*** Block opens ***

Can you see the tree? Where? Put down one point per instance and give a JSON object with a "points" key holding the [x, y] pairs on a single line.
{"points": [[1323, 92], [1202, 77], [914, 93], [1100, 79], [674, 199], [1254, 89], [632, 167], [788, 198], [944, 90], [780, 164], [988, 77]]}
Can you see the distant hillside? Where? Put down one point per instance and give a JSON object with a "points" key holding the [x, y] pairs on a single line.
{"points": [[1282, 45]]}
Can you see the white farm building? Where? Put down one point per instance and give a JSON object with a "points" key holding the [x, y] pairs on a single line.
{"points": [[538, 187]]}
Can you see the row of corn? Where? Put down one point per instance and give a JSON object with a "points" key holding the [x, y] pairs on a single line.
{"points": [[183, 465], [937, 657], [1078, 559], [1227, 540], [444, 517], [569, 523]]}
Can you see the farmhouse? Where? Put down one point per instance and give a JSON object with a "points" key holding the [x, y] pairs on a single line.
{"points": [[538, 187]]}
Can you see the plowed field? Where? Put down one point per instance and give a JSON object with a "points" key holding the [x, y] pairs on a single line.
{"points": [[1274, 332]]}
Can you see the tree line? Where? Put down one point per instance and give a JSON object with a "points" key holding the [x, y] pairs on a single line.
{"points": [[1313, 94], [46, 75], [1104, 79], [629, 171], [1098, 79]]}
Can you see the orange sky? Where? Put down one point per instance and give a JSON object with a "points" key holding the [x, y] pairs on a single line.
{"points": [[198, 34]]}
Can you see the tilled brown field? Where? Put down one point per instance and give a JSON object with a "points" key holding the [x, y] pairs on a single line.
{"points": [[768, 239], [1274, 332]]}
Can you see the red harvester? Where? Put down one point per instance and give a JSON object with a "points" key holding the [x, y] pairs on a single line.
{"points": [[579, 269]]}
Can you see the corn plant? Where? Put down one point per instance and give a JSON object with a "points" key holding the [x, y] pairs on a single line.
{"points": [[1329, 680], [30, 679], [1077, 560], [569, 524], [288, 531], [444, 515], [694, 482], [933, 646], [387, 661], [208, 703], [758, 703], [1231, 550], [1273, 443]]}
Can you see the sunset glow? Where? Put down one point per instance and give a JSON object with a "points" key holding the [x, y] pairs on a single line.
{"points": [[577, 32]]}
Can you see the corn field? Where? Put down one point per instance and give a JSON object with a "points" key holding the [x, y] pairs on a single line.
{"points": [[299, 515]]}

*** Block closes ***

▶ **TASK INSTRUCTIONS**:
Each of the records shown above needs to be repeated exactly.

▶ **SOLUTION BELOW**:
Can you see the tree? Where? Put down one point per instance and give a JSON object with a "points" key holding the [x, y] pairs on a single line.
{"points": [[1323, 92], [1202, 77], [914, 93], [1100, 79], [674, 199], [1254, 89], [632, 167], [788, 198], [944, 90], [780, 164], [988, 77]]}
Can you see the distant hillside? Where? Put down one point per instance and give a JSON object with a "points" key holding the [x, y] pairs on a single line.
{"points": [[1282, 45]]}
Can you see the white farm building? Where? Put down one point per instance and give a JSON object with a "points" key holding the [x, y] pairs on a single line.
{"points": [[538, 187]]}
Can you see the row of corn? Where? Put down one point per instance and give a JSON object with a "points" key holding the [x, y] pairs on a single line.
{"points": [[183, 465], [937, 657], [1078, 559], [1227, 540], [444, 517], [569, 523]]}
Can you see the farmhouse? Where? Put down one point per instance and give a JSON object with a "points" key holding the [x, y] pairs on a single line.
{"points": [[538, 187]]}
Can you see the plowed field? Where? Put down one point per instance and give a JSON object with a "points" key holding the [x, y] pairs on a single line.
{"points": [[1274, 332]]}
Can you see the tree line? Where? Put down one point per instance and give a JSON object with a "points" key holding the [x, y] pairs on a single line.
{"points": [[1313, 94], [46, 75], [1104, 79], [629, 171], [1098, 79]]}
Can you see the orange sky? Where? Put down one point per instance and give a JSON object with a "points" key holding the [x, y] pairs on a single line.
{"points": [[198, 34]]}
Can you see the tilled brown field? Where? Put down one point per instance and give a JSON object with a "points" key holding the [x, y] pairs on a single line.
{"points": [[768, 239], [1274, 332]]}
Can you see the red harvester? Where? Put down one point per instance and give a JSON object with a "points" key holding the [x, y] pairs on a single line.
{"points": [[579, 269]]}
Can you see the corn plant? Where? Put down one point per instance and give a JSON object with a "points" key holding the [x, y] pairs on a single line.
{"points": [[1329, 680], [30, 679], [1077, 560], [569, 524], [288, 531], [444, 515], [694, 482], [933, 646], [387, 661], [208, 703], [758, 703], [1231, 550], [1273, 443]]}
Can you see the sunset glow? Where? Put down one point per instance and give a JSON object with a "points" key holding the [x, y] pairs on a single line.
{"points": [[577, 32]]}
Can you see the corn field? Where? Put down one point per instance and give a JSON object with a "points" key holding the [x, y] pairs on a single line.
{"points": [[299, 515]]}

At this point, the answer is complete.